*** Opening of DOCUMENT PASSAGE ***
US stocks are sharply lower this morning after credit rating agency Fitch lowered US sovereign debt rating. Economists aren’t too perturbed by the downgrade though.

Fitch lowered the long-term US sovereign debt rating from AAA to AA+. The rating agency had placed the rating on a “negative watch” in May amid the drama over the debt ceiling in the country.

“The repeated debt-limit political standoffs and last-minute resolutions have eroded confidence in fiscal management,” said Fitch in its note. Notably, the standoffs over the debt ceiling have been a recurrent phenomenon in the US.

US stocks fall after Fitch downgrades US sovereign rating

Also, the US fiscal deficit as a percentage of GDP has surged and Fitch expects the metric at 6.3% in 2023 – as compared to 3.7% in 2022. Also, the US sovereign debt surpassed GDP after the government opened the purse strings during the COVID-19 pandemic.

In its report, Fitch said, “In Fitch’s view, there has been a steady deterioration in standards of governance over the last 20 years, including on fiscal and debt matters, notwithstanding the June bipartisan agreement to suspend the debt limit until January 2025.”

As expected, the White House has disagreed with Fitch and press secretary Karine Jean-Pierre said, “It defies reality to downgrade the United States at a moment when President Biden has delivered the strongest recovery of any major economy in the world.”

US stocks are meanwhile sharply lower today amid the risk-off sentiment following the downgrade. Global stocks were also invariably lower today as markets digested the news of the downgrade.

Economists react to Fitch’s downgrade

Former U.S. Treasury Secretary Larry Summers who has been predicting a US recession termed Fitch’s rating downgrade as “bizarre and inept” while Allianz Chief Economic Advisor Mohamed El-Erian said that he is “perplexed” by both the reasoning behind the downgrade as well as its timing.

Goldman Sachs Chief Political Economist Alec Phillip said that the rating downgrade “should have little direct impact on financial markets as it is unlikely there are major holders of Treasury securities who would be forced to sell based on the ratings change.”

“Fitch’s projections are similar to our own — they imply a federal deficit of around 6% of GDP over the next few years — and Fitch cites CBO (collateralized bond obligation) projections in its medium-term outlook, so the downgrade does not reflect new information or a major difference of opinion about the fiscal outlook,” added Philip in his note.

Wells Fargo says US stocks would bounce back

Wells Fargo Securities Head of Equity Strategy, Chris Harvey said the Fitch downgrade “should not have a similar impact to S&P’s 2011 downgrade (SPX 1-day: -6.7%), given the starkly different macro environments and other reasons.”

Notably, in 2011 S&P Global had also lowered US sovereign credit by a notch which led to a widespread sell-off in global stocks.

However, Wells Fargo believes that any correction in stocks this time would be “relatively short and shallow.”
*** Close of DOCUMENT PASSAGE ***
*** Opening of COLLECTED MATERIAL ***
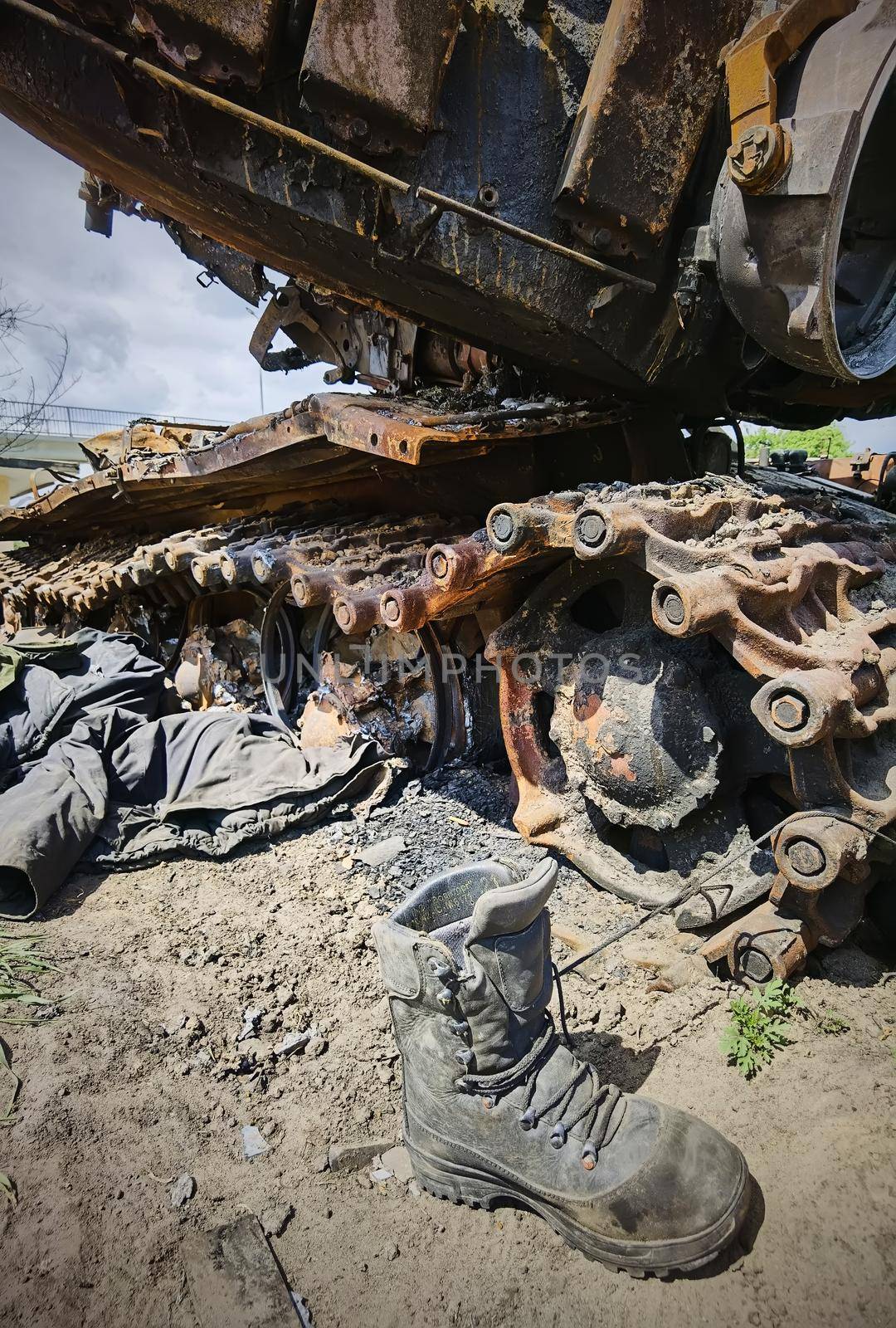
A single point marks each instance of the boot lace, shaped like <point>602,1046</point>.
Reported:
<point>597,1104</point>
<point>597,1109</point>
*** Close of COLLECTED MATERIAL ***
◆ DIRECTIONS:
(A) In the Fitch downgrade article, what rating did Fitch cut the long-term US sovereign debt rating to?
(B) Reproduce the Fitch downgrade article from "Also, the US fiscal" up to and including "the COVID-19 pandemic.".
(C) Carry on the Fitch downgrade article past its final sentence.
None of the data is needed here.

◆ YOUR RESPONSES:
(A) AA+, down from AAA.

(B)
Also, the US fiscal deficit as a percentage of GDP has surged and Fitch expects the metric at 6.3% in 2023 – as compared to 3.7% in 2022. Also, the US sovereign debt surpassed GDP after the government opened the purse strings during the COVID-19 pandemic.

(C)
Mark Mobius believes investors might rethink their strategies

Mark Mobius said, “I think from a longer term perspective people are going to begin to think that they’ve got to diversify their holdings, first away from the U.S. and also into equities because that’s a way to protect them from any deterioration of the currency — the U.S. dollar or for that matter any other currency.”

Notably, many countries especially China which is the single biggest holder of US Treasuries, have anyways been diversifying their holdings.

Bank of America reverses its recession call

Meanwhile, the sentiment towards the US economy is improving and not many see a recession as imminent in 2023. Joining the ranks is Bank of America whose economists said “Recent incoming data has made us reassess our prior view that a mild recession in 2024 is the most likely outcome for the US economy.”

Notably, the Fed has so far maintained that its rate hikes might cause a recession even if it is not something that it is deliberately pushing for. After last month’s rate hike which catapulted US interest rates to the highest since 2001, Fed chair Jerome Powell said that its economists no longer forecast a recession.

BofA economists, led by Michael Gapen, wrote in a note to clients that “Growth in economic activity over the past three quarters has averaged 2.3%, the unemployment rate has remained near all-time lows, and wage and price pressures are moving in the right direction, albeit gradually.”

Citi raised its target for US stocks

Citi recently raised its yearend S&P 500 target to 4,600 as the brokerage sees a higher chance of a soft landing. US stocks have rebounded in 2023 and have recouped most of their 2022 losses. Tech stocks were especially strong in the first half of 2023 with the Nasdaq having its best start to the year in four decades.

Stocks globally have looked strong this year amid hopes that not only is the global economic growth better than expected but inflation has also fallen much faster than what many envisioned.

However, despite the US annualized CPI falling from 9.1% last June to 3% in June 2023, the Fed does not believe that it has one the battle and continues to raise rates – albeit at a much slower pace than the last year.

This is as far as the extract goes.